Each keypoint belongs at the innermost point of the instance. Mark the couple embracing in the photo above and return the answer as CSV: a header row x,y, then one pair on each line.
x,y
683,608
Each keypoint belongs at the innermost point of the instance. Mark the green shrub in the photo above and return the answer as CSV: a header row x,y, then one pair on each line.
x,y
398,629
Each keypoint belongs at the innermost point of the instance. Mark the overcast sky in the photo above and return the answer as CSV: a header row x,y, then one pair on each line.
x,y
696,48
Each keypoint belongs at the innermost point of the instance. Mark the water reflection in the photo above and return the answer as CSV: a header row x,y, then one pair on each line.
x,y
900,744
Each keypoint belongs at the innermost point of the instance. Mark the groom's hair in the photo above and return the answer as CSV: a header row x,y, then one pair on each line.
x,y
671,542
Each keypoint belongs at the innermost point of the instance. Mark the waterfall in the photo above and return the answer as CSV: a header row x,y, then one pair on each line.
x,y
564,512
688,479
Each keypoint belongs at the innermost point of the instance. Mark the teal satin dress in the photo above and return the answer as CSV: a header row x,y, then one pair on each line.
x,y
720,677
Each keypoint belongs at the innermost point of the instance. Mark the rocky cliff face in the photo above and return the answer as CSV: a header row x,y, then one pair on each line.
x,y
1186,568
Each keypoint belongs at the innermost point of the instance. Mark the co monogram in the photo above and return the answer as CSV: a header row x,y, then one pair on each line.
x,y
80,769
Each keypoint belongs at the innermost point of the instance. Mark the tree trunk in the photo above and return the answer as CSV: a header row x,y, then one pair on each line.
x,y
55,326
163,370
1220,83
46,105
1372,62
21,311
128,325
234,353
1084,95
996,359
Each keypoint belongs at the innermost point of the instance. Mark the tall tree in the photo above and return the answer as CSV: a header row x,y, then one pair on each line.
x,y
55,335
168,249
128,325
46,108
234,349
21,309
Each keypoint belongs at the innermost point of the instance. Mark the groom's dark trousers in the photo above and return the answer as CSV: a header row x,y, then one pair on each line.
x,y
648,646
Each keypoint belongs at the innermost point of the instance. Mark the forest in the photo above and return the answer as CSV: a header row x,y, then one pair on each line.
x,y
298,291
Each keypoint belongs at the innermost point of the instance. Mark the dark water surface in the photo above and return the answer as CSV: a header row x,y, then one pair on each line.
━━━━━━━━━━
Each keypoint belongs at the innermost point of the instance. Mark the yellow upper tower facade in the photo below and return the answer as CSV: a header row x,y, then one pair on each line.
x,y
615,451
━━━━━━━━━━
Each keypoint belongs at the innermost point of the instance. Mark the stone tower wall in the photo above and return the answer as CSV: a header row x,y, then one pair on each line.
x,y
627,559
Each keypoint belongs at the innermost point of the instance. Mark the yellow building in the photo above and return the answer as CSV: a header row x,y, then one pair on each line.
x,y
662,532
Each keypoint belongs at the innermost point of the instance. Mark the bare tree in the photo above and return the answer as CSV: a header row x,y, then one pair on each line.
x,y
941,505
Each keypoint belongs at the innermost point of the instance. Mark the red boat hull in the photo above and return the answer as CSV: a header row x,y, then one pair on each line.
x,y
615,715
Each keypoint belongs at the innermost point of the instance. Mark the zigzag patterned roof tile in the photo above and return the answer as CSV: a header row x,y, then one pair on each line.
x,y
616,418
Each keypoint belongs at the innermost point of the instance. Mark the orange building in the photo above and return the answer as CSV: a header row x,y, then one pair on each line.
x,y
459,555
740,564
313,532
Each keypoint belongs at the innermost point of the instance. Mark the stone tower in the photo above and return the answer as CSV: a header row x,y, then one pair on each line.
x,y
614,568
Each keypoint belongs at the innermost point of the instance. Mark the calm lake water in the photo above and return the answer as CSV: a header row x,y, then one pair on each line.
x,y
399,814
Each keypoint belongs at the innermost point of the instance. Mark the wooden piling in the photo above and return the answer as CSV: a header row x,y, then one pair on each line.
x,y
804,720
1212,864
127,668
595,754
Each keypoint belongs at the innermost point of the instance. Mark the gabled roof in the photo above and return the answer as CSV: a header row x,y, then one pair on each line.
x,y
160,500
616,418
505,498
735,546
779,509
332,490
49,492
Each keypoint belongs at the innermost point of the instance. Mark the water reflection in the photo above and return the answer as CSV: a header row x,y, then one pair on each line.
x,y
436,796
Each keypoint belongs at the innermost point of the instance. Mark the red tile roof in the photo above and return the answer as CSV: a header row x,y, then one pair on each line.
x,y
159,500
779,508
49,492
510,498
━━━━━━━━━━
■ Task statement ■
Pick out every line in the records above that has the word "dark" in it, and copy each of those lines.

■ Task result ■
Each keypoint belongs at the innermost point of the instance. Mark the groom's dark trousers in the photo above and return the answer as CSV: a header row x,y, then one pair on each line.
Each keypoint belongs at the innermost point of the instance. Mark the dark water surface in the photo above and return the answer as CSV: a header row x,y, then one pair on each line.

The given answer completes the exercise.